**ARTICLE**
+ + +
# track surface paint



## joegri (Feb 13, 2008)

hey all its been since august that i,ve been running on my routed mdf routed track. i,ve had some trials and tribulations but all in all its ok. i used a elephant gray sain latex for surface paint but now i,m wondering if that was the correct choice. seems the cars have ok grip but could be better also very had to clean.i,m thinking of going with an oil gloss i,m sure i can repaint it with out too much hassel but would like to hear what others used and how it grips and cleans.any takers? thanx joe g


----------



## eastside johnny (May 13, 2008)

I painted a Tyco 4 lane door slab plastic track with Rustolium brown primer that has worked out very well for me. The track lives stacked up in a corner of the garage and comes out for 2-3 race dates on the patio in the summer. The hardware store also had brown caulk in the exact same shade of brown which worked out pretty good to fill in around the guard rails and edges of the track. LQQKS just like mud! It's been 5 years or more and no problems so far. The cars run fine on it, but of course it's not a high speed layout. T-Jets & AW/JL Tuff ones, MagnaTraction/X-Traction, Tyco 440 pan chassis with heavy die cast dirt late model bodies & STOCK tires.............
+ + +
**DATA LINES**
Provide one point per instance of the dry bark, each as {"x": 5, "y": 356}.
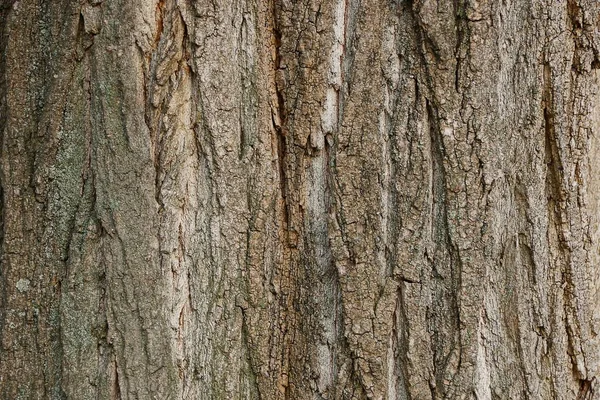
+ + +
**GIVEN PROBLEM**
Copy out the forum thread on track surface paint above in full, word for word.

**EXERCISE SOLUTION**
# track surface paint



## joegri (Feb 13, 2008)

hey all its been since august that i,ve been running on my routed mdf routed track. i,ve had some trials and tribulations but all in all its ok. i used a elephant gray sain latex for surface paint but now i,m wondering if that was the correct choice. seems the cars have ok grip but could be better also very had to clean.i,m thinking of going with an oil gloss i,m sure i can repaint it with out too much hassel but would like to hear what others used and how it grips and cleans.any takers? thanx joe g


----------



## eastside johnny (May 13, 2008)

I painted a Tyco 4 lane door slab plastic track with Rustolium brown primer that has worked out very well for me. The track lives stacked up in a corner of the garage and comes out for 2-3 race dates on the patio in the summer. The hardware store also had brown caulk in the exact same shade of brown which worked out pretty good to fill in around the guard rails and edges of the track. LQQKS just like mud! It's been 5 years or more and no problems so far. The cars run fine on it, but of course it's not a high speed layout. T-Jets & AW/JL Tuff ones, MagnaTraction/X-Traction, Tyco 440 pan chassis with heavy die cast dirt late model bodies & STOCK tires.............